Return every line from the one with "Exercise. Label the lighthouse door" through the one with "Exercise. Label the ocean", inclusive, exactly as it appears below.
━━━ RECORDS FOR THIS TASK
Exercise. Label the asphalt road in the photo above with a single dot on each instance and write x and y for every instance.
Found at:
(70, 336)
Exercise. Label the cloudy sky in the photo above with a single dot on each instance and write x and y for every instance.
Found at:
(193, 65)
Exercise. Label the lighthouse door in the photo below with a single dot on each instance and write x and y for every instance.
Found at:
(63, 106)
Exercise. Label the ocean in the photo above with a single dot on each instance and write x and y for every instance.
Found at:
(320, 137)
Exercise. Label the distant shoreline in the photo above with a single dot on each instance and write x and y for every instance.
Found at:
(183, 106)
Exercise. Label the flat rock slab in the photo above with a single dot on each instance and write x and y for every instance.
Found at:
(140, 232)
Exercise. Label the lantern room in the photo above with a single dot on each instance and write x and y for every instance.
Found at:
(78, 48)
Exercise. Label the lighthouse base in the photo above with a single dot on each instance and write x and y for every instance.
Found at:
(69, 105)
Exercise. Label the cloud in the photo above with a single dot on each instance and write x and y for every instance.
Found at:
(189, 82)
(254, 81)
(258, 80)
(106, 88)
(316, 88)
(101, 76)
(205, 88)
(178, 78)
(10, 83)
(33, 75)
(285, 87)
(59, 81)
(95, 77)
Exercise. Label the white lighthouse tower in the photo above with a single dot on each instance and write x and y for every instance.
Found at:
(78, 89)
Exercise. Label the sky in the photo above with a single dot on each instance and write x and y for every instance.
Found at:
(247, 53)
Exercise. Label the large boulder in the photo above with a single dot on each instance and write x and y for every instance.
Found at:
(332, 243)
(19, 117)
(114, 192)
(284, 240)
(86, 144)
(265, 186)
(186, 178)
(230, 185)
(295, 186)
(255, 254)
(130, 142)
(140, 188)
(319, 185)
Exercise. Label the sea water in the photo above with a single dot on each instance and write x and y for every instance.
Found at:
━━━━━━
▸ **SOLUTION BELOW**
Exercise. Label the lighthouse door in the photo below with a single dot on each instance and write x and y for every instance.
Found at:
(63, 106)
Exercise. Label the ocean in the photo above with a single dot on each instance and write x and y for every instance.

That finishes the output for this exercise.